>>>>

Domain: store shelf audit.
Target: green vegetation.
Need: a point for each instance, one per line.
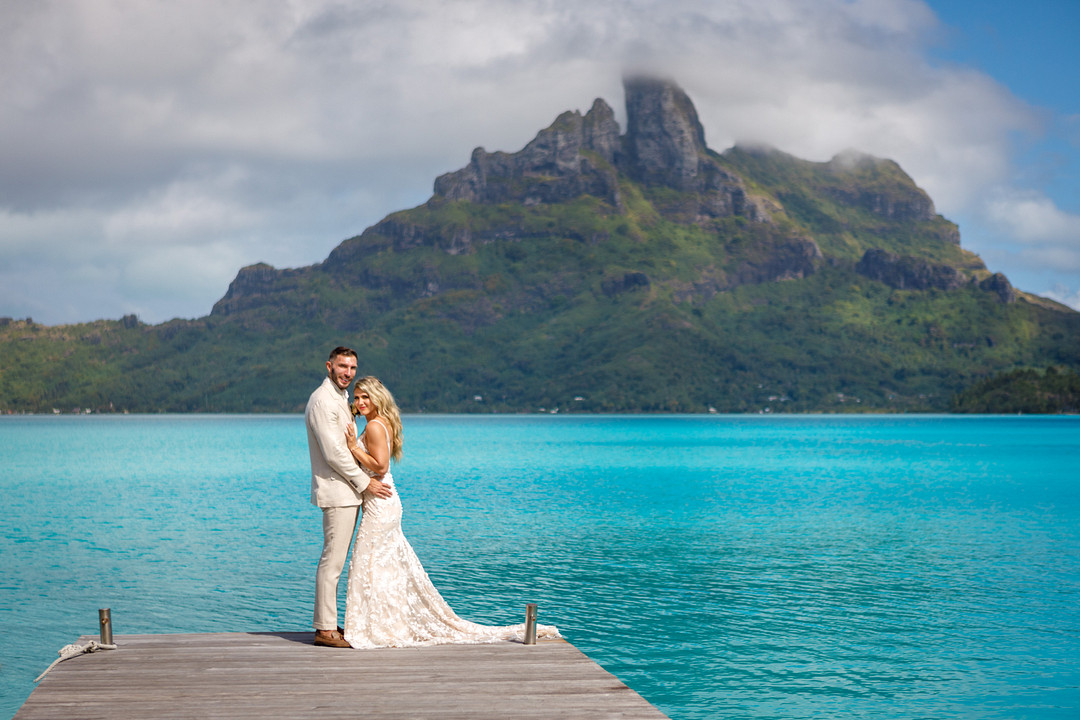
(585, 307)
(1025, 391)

<<<<
>>>>

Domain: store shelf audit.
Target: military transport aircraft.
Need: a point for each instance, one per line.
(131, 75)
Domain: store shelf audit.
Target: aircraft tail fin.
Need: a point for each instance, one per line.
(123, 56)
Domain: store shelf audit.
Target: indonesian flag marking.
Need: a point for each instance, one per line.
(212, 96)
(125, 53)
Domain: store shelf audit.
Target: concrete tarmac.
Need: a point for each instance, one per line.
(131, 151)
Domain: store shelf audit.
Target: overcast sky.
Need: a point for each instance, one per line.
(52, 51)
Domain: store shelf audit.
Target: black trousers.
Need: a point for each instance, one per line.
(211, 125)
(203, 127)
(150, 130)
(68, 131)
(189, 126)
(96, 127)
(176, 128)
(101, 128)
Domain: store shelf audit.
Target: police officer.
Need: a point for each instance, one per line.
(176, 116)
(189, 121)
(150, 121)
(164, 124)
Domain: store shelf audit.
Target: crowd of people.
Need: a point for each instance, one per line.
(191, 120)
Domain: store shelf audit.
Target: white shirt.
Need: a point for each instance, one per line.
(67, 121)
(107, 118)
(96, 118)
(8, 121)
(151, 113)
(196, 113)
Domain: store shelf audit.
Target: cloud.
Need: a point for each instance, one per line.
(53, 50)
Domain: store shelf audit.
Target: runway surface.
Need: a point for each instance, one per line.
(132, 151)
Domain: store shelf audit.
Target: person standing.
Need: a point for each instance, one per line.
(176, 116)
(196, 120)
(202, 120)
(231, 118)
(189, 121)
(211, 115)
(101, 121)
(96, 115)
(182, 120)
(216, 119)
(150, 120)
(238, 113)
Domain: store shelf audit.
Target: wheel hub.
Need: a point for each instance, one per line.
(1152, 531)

<<<<
>>>>

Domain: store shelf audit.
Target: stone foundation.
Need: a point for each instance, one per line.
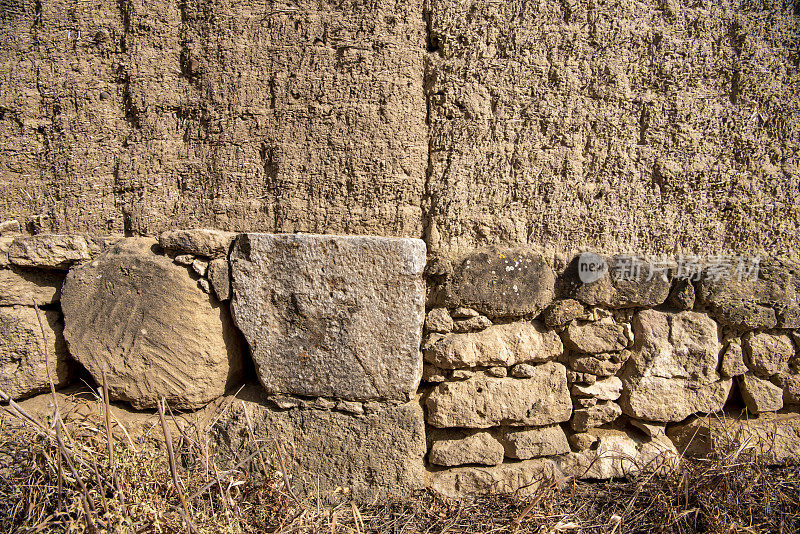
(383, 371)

<<<<

▸ TASK GOAL: Every line holding the word "aircraft" should be copied out of the records above.

▸ REPLY:
Target: military transport aircraft.
Target: aircraft tail fin.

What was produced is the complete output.